● Instructions to follow: Copy everything from the line containing "Mark every instance of the man in" down to the line containing "x=499, y=325", both ends included. Multiply each coordinate in the answers by 0.2 and round it to a whole number, with halves rounded up, and leave all other text and numbers unchanged.
━━ Provided records
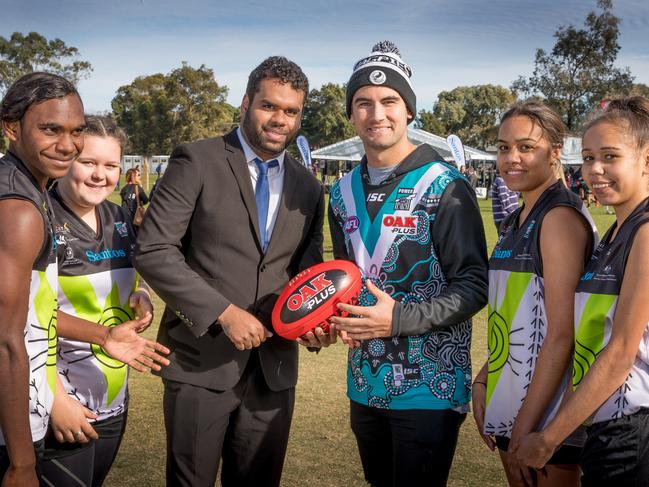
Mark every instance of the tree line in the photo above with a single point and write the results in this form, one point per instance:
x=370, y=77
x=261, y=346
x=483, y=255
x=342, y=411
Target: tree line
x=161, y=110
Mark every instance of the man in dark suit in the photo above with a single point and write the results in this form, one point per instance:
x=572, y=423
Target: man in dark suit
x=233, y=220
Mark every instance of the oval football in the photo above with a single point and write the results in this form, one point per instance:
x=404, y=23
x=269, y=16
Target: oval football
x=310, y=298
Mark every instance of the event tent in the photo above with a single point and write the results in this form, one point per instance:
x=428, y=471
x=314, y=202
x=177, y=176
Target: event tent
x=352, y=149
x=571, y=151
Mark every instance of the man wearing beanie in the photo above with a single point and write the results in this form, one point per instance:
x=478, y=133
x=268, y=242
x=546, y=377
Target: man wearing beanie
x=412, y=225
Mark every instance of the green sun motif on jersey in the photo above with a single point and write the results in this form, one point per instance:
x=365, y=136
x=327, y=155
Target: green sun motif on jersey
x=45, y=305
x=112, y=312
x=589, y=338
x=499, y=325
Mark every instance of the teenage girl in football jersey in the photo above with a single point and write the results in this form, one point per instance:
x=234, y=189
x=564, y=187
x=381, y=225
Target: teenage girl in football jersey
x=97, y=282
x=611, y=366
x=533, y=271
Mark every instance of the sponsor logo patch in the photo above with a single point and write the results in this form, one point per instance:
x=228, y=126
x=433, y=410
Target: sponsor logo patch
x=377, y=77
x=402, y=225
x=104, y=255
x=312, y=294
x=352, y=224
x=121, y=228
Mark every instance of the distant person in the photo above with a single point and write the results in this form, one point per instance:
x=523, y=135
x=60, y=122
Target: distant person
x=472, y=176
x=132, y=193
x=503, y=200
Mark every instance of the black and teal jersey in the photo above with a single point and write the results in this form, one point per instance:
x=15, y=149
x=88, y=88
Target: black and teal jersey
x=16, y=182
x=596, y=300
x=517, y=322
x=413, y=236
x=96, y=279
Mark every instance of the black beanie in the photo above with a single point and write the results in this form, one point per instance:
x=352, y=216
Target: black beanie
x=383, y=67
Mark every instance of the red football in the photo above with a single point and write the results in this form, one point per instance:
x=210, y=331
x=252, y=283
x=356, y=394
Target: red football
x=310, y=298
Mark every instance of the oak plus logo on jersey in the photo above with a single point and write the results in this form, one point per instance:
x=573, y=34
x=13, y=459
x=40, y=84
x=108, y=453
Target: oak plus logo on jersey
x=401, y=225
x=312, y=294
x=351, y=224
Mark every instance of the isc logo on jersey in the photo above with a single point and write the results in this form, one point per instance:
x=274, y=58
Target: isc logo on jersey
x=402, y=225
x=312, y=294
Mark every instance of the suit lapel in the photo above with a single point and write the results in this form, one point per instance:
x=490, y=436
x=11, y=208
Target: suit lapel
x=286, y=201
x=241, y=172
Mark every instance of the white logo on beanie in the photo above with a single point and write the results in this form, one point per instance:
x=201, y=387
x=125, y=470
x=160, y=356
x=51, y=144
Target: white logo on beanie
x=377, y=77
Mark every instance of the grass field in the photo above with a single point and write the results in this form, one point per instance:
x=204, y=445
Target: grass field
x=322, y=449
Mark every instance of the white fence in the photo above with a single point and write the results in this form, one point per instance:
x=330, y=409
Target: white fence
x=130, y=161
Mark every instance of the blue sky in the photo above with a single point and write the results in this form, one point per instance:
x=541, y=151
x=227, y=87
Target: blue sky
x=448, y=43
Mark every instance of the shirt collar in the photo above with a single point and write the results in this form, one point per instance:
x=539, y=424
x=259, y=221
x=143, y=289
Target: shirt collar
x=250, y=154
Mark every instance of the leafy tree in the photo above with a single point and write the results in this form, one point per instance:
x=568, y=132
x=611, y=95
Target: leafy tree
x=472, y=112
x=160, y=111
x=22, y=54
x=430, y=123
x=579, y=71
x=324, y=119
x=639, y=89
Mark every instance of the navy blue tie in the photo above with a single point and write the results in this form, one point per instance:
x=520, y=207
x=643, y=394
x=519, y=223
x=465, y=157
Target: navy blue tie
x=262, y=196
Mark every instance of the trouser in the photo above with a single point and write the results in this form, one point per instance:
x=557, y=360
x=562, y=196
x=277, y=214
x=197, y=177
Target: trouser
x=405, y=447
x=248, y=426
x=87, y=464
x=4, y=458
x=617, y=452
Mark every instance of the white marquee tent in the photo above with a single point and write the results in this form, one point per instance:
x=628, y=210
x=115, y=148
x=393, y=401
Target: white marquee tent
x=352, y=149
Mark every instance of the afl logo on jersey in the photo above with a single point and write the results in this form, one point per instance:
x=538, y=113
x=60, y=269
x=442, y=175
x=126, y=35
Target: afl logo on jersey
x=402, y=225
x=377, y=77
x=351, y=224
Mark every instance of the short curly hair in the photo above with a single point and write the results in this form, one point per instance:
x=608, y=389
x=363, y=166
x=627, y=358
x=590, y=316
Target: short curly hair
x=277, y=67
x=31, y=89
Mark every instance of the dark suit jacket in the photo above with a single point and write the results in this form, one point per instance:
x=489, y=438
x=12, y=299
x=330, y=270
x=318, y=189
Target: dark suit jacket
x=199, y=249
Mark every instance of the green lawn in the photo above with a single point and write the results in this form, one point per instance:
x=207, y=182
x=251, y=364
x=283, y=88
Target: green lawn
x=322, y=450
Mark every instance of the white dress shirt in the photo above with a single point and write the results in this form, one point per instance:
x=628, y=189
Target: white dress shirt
━━━━
● Response to this task:
Mark every instance of the man in dark suit in the photo above with a single point and write the results in this form, one point per instance:
x=572, y=423
Target: man in dark suit
x=47, y=44
Mark every instance of the oval football in the photo above with a single point and write the results in this form, one point per instance:
x=404, y=23
x=269, y=16
Target: oval football
x=62, y=60
Mark every instance of the event tent in the photo above with a single point and write the results in this form, one point per instance:
x=428, y=471
x=314, y=202
x=177, y=176
Target: event tent
x=70, y=30
x=114, y=30
Mark every instance of the man wearing beanie in the photo above with a single point and write the results in this form, one point per instance:
x=478, y=133
x=268, y=242
x=546, y=377
Target: man wearing beanie
x=82, y=45
Mark every instance of the green sun motif on jersey in the photo above with a single point and write the results in this form, one point per instance:
x=365, y=136
x=327, y=155
Target: green sun motif on jersey
x=9, y=61
x=22, y=62
x=118, y=68
x=100, y=65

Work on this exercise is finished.